§ **What to do**
Please tally how many lines in the records below contain the string "pickled", counting only matches with the same case, and reply with the number alone.

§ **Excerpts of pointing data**
++++++++++

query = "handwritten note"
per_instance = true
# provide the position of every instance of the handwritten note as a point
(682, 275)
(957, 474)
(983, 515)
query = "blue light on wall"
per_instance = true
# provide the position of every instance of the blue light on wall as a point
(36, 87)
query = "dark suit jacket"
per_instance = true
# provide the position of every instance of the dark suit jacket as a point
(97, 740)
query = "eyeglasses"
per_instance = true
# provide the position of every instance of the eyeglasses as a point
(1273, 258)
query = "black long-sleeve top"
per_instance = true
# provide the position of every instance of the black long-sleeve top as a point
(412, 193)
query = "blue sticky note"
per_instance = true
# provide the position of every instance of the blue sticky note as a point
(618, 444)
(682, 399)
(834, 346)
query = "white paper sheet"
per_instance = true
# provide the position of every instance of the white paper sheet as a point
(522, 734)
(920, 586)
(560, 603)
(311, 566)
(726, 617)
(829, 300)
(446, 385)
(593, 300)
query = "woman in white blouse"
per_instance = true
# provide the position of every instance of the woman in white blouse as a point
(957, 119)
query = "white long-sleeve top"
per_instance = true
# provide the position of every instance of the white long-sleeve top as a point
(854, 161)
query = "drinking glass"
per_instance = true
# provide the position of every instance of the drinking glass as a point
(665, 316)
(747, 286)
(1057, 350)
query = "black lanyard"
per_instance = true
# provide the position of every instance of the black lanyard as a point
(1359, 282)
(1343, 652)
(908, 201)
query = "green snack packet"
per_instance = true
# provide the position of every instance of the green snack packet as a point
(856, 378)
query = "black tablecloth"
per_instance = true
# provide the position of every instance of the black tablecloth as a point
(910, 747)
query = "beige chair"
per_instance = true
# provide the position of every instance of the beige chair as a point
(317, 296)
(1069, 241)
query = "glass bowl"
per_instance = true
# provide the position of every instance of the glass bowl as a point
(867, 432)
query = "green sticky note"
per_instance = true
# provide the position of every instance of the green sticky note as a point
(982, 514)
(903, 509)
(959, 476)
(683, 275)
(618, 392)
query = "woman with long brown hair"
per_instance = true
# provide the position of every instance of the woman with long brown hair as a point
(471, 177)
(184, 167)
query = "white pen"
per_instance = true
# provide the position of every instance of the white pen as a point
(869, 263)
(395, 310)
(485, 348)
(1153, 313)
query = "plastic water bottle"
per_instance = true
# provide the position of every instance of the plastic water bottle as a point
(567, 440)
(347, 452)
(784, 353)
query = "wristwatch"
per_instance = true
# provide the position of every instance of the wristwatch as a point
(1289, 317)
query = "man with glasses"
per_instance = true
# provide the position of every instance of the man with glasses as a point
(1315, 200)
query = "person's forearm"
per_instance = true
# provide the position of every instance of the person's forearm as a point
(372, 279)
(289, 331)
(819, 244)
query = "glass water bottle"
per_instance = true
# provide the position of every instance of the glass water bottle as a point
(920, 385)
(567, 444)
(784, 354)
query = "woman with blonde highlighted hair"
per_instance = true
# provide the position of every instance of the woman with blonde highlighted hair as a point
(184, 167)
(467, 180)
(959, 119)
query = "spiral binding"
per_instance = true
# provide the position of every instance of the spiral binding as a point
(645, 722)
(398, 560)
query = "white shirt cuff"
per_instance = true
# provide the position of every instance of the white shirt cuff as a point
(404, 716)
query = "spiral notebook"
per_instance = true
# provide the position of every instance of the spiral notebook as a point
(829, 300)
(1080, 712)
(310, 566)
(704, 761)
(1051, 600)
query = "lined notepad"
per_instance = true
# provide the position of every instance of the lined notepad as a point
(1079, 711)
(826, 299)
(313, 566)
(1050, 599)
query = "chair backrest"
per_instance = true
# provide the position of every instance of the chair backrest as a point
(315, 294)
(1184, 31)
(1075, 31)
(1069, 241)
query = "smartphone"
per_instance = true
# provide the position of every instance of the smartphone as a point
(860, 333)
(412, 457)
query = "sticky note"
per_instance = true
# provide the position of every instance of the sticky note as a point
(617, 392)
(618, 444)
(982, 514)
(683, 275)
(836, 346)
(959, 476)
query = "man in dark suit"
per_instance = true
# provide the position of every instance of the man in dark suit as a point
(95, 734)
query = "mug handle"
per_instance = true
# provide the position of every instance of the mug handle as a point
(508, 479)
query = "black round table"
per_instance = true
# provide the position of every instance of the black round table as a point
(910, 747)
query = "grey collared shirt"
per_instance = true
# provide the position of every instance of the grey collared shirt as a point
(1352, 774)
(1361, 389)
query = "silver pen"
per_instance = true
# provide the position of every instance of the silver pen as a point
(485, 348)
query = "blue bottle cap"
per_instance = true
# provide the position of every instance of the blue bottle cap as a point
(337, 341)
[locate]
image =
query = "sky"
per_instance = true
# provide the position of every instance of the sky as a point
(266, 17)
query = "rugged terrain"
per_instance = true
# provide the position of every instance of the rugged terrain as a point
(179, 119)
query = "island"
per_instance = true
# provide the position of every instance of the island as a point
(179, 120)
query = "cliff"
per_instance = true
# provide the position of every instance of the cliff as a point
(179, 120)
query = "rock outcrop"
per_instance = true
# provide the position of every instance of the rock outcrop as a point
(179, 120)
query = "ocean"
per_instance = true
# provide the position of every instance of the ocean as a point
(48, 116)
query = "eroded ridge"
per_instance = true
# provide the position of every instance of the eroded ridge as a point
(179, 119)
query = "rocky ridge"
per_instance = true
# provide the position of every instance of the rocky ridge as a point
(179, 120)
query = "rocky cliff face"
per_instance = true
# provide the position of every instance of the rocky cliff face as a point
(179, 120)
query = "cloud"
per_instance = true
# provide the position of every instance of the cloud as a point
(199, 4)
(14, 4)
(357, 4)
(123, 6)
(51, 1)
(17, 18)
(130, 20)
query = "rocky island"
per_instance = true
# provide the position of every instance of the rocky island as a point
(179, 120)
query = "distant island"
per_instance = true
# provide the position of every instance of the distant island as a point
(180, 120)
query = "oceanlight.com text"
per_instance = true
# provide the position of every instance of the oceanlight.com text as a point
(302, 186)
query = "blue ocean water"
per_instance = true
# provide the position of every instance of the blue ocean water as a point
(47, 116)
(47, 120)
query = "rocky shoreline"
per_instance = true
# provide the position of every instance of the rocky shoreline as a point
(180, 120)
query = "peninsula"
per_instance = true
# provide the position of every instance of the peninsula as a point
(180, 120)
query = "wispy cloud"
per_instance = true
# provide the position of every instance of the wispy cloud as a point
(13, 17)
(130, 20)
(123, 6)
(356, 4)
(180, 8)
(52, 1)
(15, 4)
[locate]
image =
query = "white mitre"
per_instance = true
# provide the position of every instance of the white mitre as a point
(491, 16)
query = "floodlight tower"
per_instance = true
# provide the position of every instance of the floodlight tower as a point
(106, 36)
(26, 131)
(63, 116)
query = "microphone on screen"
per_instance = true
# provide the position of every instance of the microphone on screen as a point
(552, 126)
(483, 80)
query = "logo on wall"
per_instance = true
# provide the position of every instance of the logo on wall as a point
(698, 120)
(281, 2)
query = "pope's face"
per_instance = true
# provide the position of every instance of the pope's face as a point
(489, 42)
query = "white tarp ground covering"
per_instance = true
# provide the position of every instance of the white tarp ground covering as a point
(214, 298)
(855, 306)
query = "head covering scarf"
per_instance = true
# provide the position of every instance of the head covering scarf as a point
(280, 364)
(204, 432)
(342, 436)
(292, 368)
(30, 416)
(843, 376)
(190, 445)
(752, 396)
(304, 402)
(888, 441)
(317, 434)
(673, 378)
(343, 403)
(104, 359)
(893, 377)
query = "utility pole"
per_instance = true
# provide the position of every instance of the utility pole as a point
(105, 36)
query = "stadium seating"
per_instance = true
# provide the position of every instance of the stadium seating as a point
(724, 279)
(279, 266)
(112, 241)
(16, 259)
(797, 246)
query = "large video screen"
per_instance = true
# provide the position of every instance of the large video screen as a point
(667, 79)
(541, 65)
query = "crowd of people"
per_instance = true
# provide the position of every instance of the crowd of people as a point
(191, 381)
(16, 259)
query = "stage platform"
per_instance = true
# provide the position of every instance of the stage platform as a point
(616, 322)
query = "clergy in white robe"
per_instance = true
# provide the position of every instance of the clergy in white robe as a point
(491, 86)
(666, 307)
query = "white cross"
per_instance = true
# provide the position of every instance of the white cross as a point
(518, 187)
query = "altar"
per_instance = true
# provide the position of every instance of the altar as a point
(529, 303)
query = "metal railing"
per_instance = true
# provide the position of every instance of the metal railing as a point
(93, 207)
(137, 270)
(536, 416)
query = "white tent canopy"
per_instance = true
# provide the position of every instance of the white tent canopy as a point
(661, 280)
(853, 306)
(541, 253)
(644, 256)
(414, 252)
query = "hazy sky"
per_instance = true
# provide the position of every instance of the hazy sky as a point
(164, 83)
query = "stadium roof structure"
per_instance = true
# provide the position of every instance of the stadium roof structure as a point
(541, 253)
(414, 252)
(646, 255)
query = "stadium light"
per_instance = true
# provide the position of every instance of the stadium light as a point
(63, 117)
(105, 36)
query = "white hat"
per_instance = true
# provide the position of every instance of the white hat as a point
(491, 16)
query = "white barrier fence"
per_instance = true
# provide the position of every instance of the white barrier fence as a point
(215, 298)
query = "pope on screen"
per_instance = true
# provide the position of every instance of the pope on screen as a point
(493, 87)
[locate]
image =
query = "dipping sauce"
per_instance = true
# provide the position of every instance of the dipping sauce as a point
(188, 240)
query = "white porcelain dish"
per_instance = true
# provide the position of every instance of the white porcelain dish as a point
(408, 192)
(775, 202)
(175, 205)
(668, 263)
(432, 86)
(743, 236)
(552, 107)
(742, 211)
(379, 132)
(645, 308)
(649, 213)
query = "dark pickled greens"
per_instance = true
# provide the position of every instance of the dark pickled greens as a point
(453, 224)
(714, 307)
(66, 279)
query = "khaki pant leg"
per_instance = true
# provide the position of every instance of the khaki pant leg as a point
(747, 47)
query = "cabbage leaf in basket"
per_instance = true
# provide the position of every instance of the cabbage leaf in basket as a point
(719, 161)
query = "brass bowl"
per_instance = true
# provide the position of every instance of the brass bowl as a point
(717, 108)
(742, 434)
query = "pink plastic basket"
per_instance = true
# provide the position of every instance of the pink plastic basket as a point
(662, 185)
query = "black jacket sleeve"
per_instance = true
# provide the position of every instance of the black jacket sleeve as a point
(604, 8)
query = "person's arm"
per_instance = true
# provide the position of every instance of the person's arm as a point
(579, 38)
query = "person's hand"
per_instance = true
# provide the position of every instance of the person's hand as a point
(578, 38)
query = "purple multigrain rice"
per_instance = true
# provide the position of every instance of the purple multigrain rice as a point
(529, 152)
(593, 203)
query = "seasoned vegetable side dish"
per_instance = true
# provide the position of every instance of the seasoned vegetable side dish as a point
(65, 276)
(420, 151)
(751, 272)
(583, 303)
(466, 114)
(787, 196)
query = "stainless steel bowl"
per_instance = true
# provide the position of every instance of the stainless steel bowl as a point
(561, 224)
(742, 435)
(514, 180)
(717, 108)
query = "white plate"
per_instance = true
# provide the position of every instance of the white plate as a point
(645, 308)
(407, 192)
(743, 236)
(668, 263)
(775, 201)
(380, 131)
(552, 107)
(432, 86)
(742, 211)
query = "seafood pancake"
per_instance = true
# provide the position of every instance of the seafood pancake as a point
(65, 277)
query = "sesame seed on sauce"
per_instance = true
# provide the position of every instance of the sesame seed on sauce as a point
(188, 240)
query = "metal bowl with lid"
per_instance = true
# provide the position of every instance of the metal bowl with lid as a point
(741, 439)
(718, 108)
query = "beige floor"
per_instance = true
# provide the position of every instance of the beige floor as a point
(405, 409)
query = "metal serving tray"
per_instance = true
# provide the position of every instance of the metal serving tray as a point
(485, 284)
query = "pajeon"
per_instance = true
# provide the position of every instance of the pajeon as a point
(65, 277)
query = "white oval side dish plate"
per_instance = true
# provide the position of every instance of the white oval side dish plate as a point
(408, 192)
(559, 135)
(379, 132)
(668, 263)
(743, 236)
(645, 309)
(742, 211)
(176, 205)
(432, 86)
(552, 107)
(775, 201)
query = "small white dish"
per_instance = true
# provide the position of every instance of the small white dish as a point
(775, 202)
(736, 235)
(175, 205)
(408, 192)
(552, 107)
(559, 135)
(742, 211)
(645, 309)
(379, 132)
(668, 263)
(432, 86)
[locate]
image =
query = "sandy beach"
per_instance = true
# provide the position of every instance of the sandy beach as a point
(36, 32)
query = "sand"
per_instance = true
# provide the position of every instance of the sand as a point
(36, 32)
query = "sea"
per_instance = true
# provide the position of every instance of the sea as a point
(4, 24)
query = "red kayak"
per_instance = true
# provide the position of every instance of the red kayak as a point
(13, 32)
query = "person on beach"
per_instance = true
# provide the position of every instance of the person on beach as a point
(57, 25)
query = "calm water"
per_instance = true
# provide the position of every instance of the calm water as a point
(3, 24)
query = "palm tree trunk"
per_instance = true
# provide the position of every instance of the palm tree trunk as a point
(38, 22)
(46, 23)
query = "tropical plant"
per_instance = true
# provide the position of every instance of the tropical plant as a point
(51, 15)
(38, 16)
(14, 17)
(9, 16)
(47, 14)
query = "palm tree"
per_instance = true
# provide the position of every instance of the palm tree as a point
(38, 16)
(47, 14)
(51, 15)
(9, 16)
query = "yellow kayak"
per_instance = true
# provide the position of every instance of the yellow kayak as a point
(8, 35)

++++++++++

§ **Exercise output**
2